Furthermore, such development of 5G mobile communication systems will serve as a basis for developing not only new waveforms for providing coverage in terahertz bands of 6G mobile communication technologies, multi-antenna transmission technologies such as Full Dimensional MIMO (FD-MIMO), array antennas and large-scale antennas, metamaterial-based lenses and antennas for improving coverage of terahertz band signals, high-dimensional space multiplexing technology using OAM (Orbital Angular Momentum), and RIS (Reconfigurable Intelligent Surface), but also full-duplex technology for increasing frequency efficiency of 6G mobile communication technologies and improving system networks, AI-based communication technology for implementing system optimization by utilizing satellites and AI (Artificial Intelligence) from the design stage and internalizing end-to-end AI support functions, and next-generation distributed computing technology for implementing services at levels of complexity exceeding the limit of UE operation capability by utilizing ultra-high-performance communication and computing resources.

The need for a method to reduce a total L2 buffer size required for a terminal has emerged.

The disclosure proposes a new UE capability parameter in order to reduce a total L2 buffer size required for a terminal.

According to an embodiment of the disclosure to solve the above problem, a terminal method may include receiving, from a base station, a UE capability request message for requesting capability information of a terminal, and transmitting, to the base station, a UE capability information message including information on whether the terminal supports mapping of at least one carrier having different subcarrier spacings to a logical channel.

According to another embodiment of the disclosure, a base station method may include transmitting, to a terminal, a UE capability request message for requesting capability information of the terminal, receiving a UE capability information message including information on whether the terminal supports mapping of at least one carrier having different subcarrier spacings to a logical channel, and configuring a logical channel for the terminal, based on the received UE capability information message.

According to another embodiment of the disclosure, a terminal may include a transceiver, and a controller configured to receive, from a base station via the transceiver, a UE capability request message for requesting capability information of a terminal, and transmit, to the base station via the transceiver, a UE capability information message including information on whether the terminal supports mapping of at least one carrier having different subcarrier spacings to a logical channel.

According to another embodiment of the disclosure, a base station may include a transceiver, and a controller configured to perform control to transmit, to a terminal via the transceiver, a UE capability request message for requesting capability information of the terminal, receive, via the transceiver, a UE capability information message including information on whether the terminal supports mapping of at least one carrier having different subcarrier spacings to a logical channel, and configure a logical channel for the terminal, based on the received UE capability information message.

According to an embodiment of the disclosure, a terminal reports a new UE capability parameter to a base station, and can reduce a layer 2 (L2) buffer size required for the terminal to prevent a packet loss due to a buffer overflow.

§ **Point annotation listing**
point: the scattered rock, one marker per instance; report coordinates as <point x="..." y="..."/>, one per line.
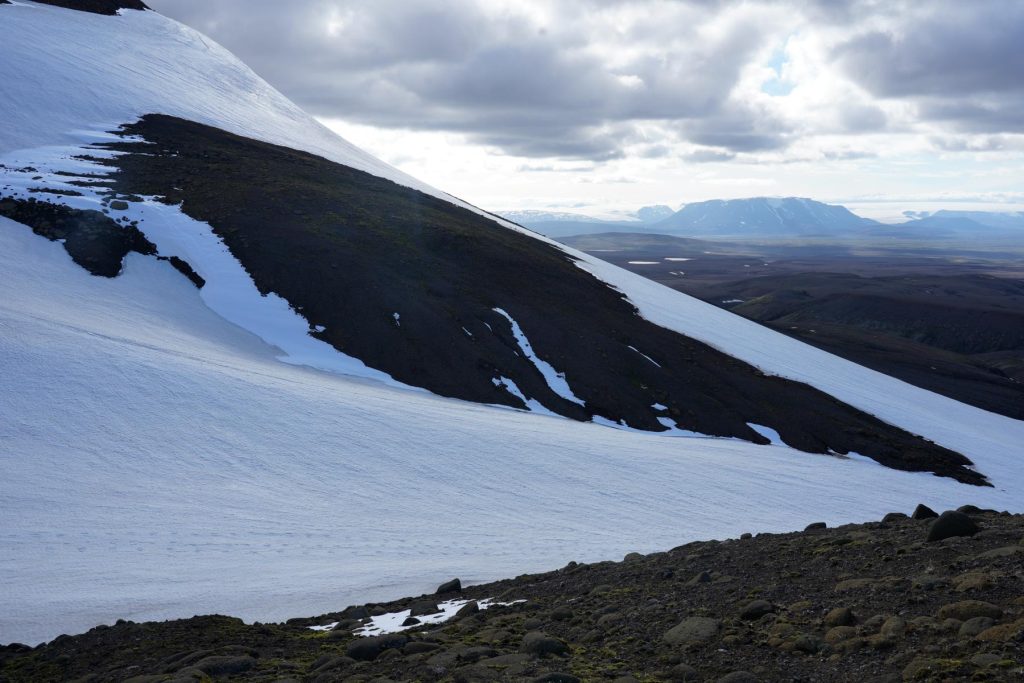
<point x="454" y="586"/>
<point x="420" y="647"/>
<point x="854" y="584"/>
<point x="808" y="643"/>
<point x="840" y="616"/>
<point x="756" y="609"/>
<point x="683" y="672"/>
<point x="224" y="666"/>
<point x="541" y="644"/>
<point x="738" y="677"/>
<point x="949" y="524"/>
<point x="894" y="627"/>
<point x="1004" y="633"/>
<point x="702" y="578"/>
<point x="693" y="630"/>
<point x="975" y="626"/>
<point x="468" y="609"/>
<point x="561" y="614"/>
<point x="840" y="633"/>
<point x="967" y="609"/>
<point x="924" y="512"/>
<point x="367" y="649"/>
<point x="424" y="607"/>
<point x="996" y="553"/>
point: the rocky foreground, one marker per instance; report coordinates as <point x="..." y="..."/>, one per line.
<point x="907" y="598"/>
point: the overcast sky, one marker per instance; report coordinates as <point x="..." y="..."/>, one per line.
<point x="603" y="107"/>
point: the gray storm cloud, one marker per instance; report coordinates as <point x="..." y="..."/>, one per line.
<point x="579" y="79"/>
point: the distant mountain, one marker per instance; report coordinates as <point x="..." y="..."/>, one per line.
<point x="226" y="332"/>
<point x="968" y="223"/>
<point x="530" y="217"/>
<point x="762" y="216"/>
<point x="653" y="214"/>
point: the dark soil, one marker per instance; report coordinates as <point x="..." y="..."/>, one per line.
<point x="862" y="602"/>
<point x="93" y="240"/>
<point x="950" y="322"/>
<point x="349" y="251"/>
<point x="96" y="6"/>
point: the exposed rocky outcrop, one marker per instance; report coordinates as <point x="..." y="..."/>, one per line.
<point x="859" y="602"/>
<point x="355" y="254"/>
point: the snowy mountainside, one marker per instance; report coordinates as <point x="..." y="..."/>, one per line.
<point x="347" y="265"/>
<point x="154" y="449"/>
<point x="763" y="216"/>
<point x="160" y="462"/>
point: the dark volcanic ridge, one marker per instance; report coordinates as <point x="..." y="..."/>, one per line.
<point x="945" y="319"/>
<point x="110" y="7"/>
<point x="93" y="240"/>
<point x="896" y="600"/>
<point x="419" y="288"/>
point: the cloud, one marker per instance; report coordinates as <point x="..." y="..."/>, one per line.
<point x="601" y="80"/>
<point x="960" y="62"/>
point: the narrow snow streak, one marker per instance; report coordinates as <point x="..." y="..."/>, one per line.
<point x="554" y="379"/>
<point x="229" y="290"/>
<point x="768" y="433"/>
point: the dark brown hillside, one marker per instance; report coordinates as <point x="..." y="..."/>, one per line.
<point x="409" y="284"/>
<point x="856" y="603"/>
<point x="95" y="6"/>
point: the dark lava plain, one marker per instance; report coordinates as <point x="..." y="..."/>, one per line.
<point x="860" y="602"/>
<point x="945" y="317"/>
<point x="409" y="284"/>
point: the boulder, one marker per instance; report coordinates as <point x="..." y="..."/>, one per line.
<point x="841" y="616"/>
<point x="692" y="631"/>
<point x="541" y="644"/>
<point x="367" y="649"/>
<point x="968" y="609"/>
<point x="224" y="666"/>
<point x="471" y="607"/>
<point x="454" y="586"/>
<point x="974" y="626"/>
<point x="924" y="512"/>
<point x="949" y="524"/>
<point x="756" y="609"/>
<point x="424" y="607"/>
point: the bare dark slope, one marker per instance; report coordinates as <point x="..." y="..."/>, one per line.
<point x="96" y="6"/>
<point x="947" y="319"/>
<point x="410" y="284"/>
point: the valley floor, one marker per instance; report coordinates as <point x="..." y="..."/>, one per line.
<point x="859" y="602"/>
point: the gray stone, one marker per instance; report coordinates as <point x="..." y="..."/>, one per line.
<point x="949" y="524"/>
<point x="693" y="630"/>
<point x="756" y="609"/>
<point x="224" y="666"/>
<point x="424" y="607"/>
<point x="541" y="644"/>
<point x="454" y="586"/>
<point x="924" y="512"/>
<point x="974" y="626"/>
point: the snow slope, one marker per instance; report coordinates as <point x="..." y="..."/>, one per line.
<point x="96" y="72"/>
<point x="159" y="462"/>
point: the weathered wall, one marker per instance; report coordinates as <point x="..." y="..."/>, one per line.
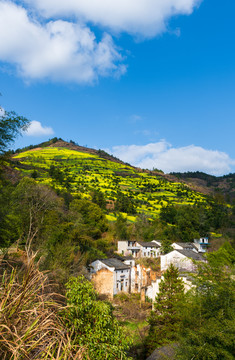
<point x="103" y="282"/>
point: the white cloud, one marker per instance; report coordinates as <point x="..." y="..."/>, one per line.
<point x="56" y="50"/>
<point x="2" y="112"/>
<point x="36" y="129"/>
<point x="139" y="17"/>
<point x="162" y="155"/>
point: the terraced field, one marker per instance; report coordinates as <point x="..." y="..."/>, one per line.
<point x="82" y="173"/>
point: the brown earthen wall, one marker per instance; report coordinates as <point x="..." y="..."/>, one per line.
<point x="103" y="282"/>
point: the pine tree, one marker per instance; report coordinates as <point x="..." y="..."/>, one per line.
<point x="165" y="319"/>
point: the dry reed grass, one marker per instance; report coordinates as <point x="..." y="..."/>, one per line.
<point x="30" y="327"/>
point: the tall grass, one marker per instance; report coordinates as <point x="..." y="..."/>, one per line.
<point x="30" y="325"/>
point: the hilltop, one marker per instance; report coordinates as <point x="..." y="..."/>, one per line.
<point x="85" y="172"/>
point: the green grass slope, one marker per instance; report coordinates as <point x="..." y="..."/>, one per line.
<point x="82" y="171"/>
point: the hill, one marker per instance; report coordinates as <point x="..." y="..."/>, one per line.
<point x="86" y="173"/>
<point x="209" y="184"/>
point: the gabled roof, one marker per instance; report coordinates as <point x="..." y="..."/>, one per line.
<point x="191" y="254"/>
<point x="186" y="245"/>
<point x="150" y="243"/>
<point x="115" y="263"/>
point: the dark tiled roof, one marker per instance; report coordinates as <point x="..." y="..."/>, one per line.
<point x="117" y="264"/>
<point x="187" y="245"/>
<point x="150" y="243"/>
<point x="191" y="254"/>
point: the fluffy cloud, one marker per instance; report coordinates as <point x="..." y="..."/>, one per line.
<point x="57" y="50"/>
<point x="2" y="112"/>
<point x="162" y="155"/>
<point x="36" y="129"/>
<point x="142" y="17"/>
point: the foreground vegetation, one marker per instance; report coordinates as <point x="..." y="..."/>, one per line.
<point x="55" y="206"/>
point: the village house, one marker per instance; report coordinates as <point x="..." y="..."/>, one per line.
<point x="110" y="276"/>
<point x="185" y="246"/>
<point x="201" y="244"/>
<point x="138" y="249"/>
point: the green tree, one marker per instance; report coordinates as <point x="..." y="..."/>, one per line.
<point x="11" y="125"/>
<point x="165" y="319"/>
<point x="92" y="323"/>
<point x="208" y="322"/>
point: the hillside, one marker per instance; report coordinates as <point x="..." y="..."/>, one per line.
<point x="83" y="172"/>
<point x="209" y="184"/>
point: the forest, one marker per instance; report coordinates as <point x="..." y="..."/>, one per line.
<point x="54" y="221"/>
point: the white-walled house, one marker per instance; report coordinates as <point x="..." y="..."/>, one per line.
<point x="153" y="289"/>
<point x="201" y="244"/>
<point x="181" y="259"/>
<point x="185" y="246"/>
<point x="138" y="249"/>
<point x="121" y="273"/>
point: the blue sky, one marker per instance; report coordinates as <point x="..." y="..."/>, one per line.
<point x="152" y="81"/>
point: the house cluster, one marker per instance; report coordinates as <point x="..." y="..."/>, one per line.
<point x="111" y="276"/>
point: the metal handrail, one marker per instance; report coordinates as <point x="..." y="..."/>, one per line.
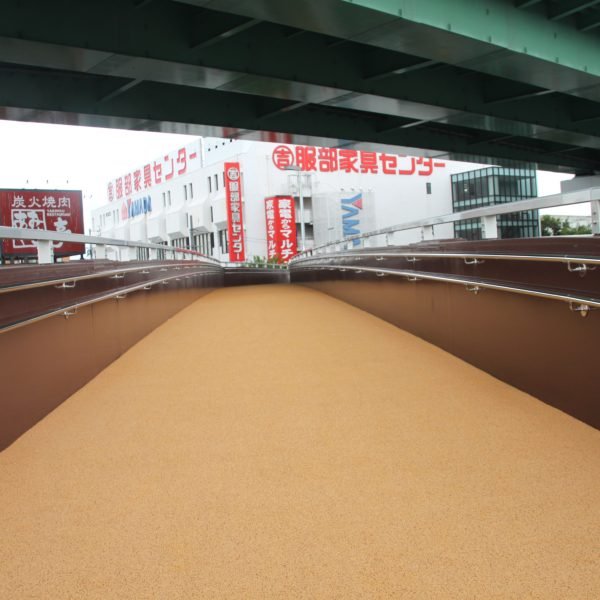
<point x="464" y="255"/>
<point x="98" y="275"/>
<point x="584" y="303"/>
<point x="577" y="197"/>
<point x="274" y="266"/>
<point x="121" y="293"/>
<point x="43" y="235"/>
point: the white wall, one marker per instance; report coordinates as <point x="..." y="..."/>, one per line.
<point x="387" y="199"/>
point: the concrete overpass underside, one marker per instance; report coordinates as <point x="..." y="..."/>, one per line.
<point x="495" y="81"/>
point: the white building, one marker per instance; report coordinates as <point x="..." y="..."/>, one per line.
<point x="180" y="199"/>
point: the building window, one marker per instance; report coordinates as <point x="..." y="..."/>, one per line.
<point x="490" y="186"/>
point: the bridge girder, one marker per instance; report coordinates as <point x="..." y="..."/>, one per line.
<point x="266" y="66"/>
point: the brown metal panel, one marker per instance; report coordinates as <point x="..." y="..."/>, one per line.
<point x="42" y="364"/>
<point x="534" y="344"/>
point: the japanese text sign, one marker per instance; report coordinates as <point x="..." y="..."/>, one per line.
<point x="343" y="160"/>
<point x="51" y="210"/>
<point x="162" y="170"/>
<point x="281" y="228"/>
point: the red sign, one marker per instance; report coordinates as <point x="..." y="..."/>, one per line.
<point x="163" y="170"/>
<point x="281" y="228"/>
<point x="52" y="210"/>
<point x="342" y="160"/>
<point x="235" y="220"/>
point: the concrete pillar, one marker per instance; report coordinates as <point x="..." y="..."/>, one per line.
<point x="427" y="233"/>
<point x="45" y="252"/>
<point x="489" y="228"/>
<point x="595" y="216"/>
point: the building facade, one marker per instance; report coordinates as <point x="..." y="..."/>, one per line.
<point x="186" y="199"/>
<point x="490" y="186"/>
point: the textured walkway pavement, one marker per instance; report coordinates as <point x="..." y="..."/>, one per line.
<point x="272" y="442"/>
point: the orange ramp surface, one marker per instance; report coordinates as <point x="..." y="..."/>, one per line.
<point x="273" y="442"/>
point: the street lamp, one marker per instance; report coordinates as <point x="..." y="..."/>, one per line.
<point x="301" y="198"/>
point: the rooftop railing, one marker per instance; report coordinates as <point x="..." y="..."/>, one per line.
<point x="487" y="214"/>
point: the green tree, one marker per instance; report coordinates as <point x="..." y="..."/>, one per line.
<point x="555" y="226"/>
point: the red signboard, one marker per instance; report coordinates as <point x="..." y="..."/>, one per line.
<point x="52" y="210"/>
<point x="170" y="166"/>
<point x="281" y="228"/>
<point x="235" y="220"/>
<point x="344" y="160"/>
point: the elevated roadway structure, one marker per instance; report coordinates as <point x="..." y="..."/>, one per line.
<point x="496" y="81"/>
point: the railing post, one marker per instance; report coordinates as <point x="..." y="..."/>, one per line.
<point x="45" y="252"/>
<point x="489" y="227"/>
<point x="427" y="232"/>
<point x="595" y="216"/>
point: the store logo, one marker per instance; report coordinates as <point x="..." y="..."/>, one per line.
<point x="351" y="208"/>
<point x="233" y="174"/>
<point x="140" y="206"/>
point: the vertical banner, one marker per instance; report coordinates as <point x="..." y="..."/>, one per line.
<point x="281" y="228"/>
<point x="235" y="221"/>
<point x="52" y="210"/>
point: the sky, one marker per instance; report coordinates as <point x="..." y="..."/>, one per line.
<point x="34" y="155"/>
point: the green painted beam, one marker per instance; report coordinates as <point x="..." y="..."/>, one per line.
<point x="501" y="24"/>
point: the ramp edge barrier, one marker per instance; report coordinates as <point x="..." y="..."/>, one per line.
<point x="65" y="281"/>
<point x="120" y="294"/>
<point x="580" y="304"/>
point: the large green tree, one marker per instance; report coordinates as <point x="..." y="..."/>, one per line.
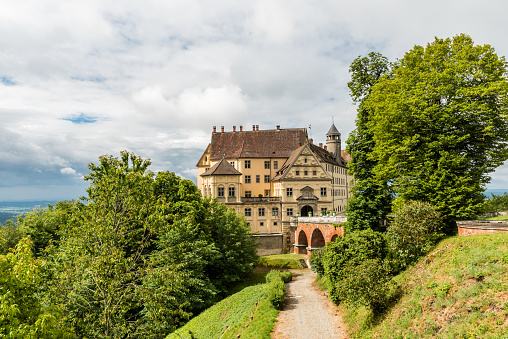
<point x="371" y="199"/>
<point x="439" y="124"/>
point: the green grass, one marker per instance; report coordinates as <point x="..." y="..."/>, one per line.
<point x="249" y="313"/>
<point x="460" y="290"/>
<point x="287" y="261"/>
<point x="499" y="217"/>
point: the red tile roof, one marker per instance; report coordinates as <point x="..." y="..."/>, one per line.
<point x="257" y="144"/>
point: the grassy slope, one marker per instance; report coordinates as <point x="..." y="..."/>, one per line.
<point x="460" y="290"/>
<point x="288" y="261"/>
<point x="234" y="312"/>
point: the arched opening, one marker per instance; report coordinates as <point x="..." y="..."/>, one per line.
<point x="302" y="243"/>
<point x="305" y="210"/>
<point x="317" y="239"/>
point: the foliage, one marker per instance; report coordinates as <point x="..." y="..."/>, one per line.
<point x="249" y="313"/>
<point x="42" y="225"/>
<point x="10" y="235"/>
<point x="457" y="291"/>
<point x="22" y="313"/>
<point x="287" y="261"/>
<point x="142" y="253"/>
<point x="496" y="203"/>
<point x="413" y="233"/>
<point x="370" y="201"/>
<point x="365" y="285"/>
<point x="439" y="125"/>
<point x="316" y="261"/>
<point x="347" y="253"/>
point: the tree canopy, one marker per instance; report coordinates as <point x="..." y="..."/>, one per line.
<point x="439" y="124"/>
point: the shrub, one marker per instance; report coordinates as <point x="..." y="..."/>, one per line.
<point x="346" y="253"/>
<point x="365" y="285"/>
<point x="316" y="261"/>
<point x="414" y="231"/>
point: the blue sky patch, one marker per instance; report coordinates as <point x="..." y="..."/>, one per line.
<point x="81" y="118"/>
<point x="7" y="81"/>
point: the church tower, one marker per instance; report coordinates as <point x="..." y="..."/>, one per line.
<point x="333" y="142"/>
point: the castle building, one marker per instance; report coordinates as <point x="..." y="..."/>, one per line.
<point x="270" y="176"/>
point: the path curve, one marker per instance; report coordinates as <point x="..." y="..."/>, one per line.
<point x="307" y="312"/>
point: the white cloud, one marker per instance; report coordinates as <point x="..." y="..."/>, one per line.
<point x="157" y="75"/>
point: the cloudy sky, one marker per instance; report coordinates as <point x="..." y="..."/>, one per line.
<point x="79" y="79"/>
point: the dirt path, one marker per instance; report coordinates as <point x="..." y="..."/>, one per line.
<point x="307" y="312"/>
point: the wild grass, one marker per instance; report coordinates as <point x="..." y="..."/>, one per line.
<point x="250" y="313"/>
<point x="286" y="261"/>
<point x="459" y="290"/>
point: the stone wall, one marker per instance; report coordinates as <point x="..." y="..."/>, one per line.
<point x="269" y="244"/>
<point x="475" y="227"/>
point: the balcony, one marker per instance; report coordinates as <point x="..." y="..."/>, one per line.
<point x="260" y="199"/>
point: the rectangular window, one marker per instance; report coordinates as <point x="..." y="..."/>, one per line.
<point x="323" y="191"/>
<point x="289" y="192"/>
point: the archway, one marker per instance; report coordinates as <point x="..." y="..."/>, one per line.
<point x="305" y="210"/>
<point x="317" y="239"/>
<point x="302" y="243"/>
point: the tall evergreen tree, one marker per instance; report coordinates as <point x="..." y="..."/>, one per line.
<point x="371" y="200"/>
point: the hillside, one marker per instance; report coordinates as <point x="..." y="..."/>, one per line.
<point x="460" y="290"/>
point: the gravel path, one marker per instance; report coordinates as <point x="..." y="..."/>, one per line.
<point x="307" y="312"/>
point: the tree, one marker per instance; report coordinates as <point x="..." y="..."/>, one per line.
<point x="371" y="200"/>
<point x="439" y="125"/>
<point x="22" y="312"/>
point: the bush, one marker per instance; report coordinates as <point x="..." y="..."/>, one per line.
<point x="365" y="285"/>
<point x="347" y="253"/>
<point x="316" y="261"/>
<point x="414" y="231"/>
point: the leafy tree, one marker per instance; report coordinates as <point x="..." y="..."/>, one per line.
<point x="371" y="200"/>
<point x="439" y="125"/>
<point x="22" y="312"/>
<point x="10" y="235"/>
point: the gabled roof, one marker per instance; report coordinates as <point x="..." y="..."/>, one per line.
<point x="221" y="168"/>
<point x="257" y="144"/>
<point x="333" y="130"/>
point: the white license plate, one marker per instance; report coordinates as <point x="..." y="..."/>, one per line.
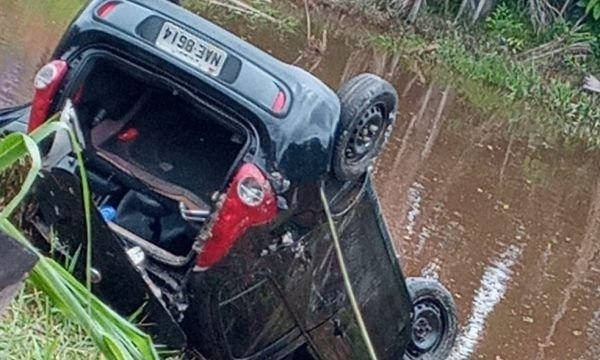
<point x="191" y="49"/>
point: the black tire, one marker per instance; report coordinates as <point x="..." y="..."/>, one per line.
<point x="434" y="304"/>
<point x="368" y="112"/>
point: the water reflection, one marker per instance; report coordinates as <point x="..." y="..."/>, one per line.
<point x="510" y="228"/>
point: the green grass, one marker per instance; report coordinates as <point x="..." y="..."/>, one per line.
<point x="115" y="337"/>
<point x="32" y="328"/>
<point x="541" y="99"/>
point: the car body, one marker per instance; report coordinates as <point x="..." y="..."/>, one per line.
<point x="271" y="286"/>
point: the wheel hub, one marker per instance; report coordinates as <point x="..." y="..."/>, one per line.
<point x="428" y="327"/>
<point x="365" y="133"/>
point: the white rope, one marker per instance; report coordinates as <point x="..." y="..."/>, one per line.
<point x="348" y="285"/>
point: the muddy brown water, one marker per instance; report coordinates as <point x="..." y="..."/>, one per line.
<point x="511" y="228"/>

§ **Work required**
Write the next part of the passage on reducing a terminal's L2 buffer size, starting right after its final sentence. This listing was taken from an unrelated source.

§ **Result for this exercise**
Hereinafter, embodiments of the disclosure will be described in detail with reference to the accompanying drawings. In the following description of the disclosure, a detailed description of known functions or configurations incorporated herein will be omitted when it is determined that the description may make the subject matter of the disclosure unnecessarily unclear. The terms which will be described below are terms defined in consideration of the functions in the disclosure, and may be different according to users, intentions of the users, or customs. Therefore, the definitions of the terms should be made based on the contents throughout the specification.

The advantages and features of the disclosure and ways to achieve them will be apparent by making reference to embodiments as described below in detail in conjunction with the accompanying drawings. However, the disclosure is not limited to the embodiments set forth below, but may be implemented in various different forms. The following embodiments are provided only to completely disclose the disclosure and inform those skilled in the art of the scope of the disclosure, and the disclosure is defined only by the scope of the appended claims. Throughout the specification, the same or like reference numerals designate the same or like elements.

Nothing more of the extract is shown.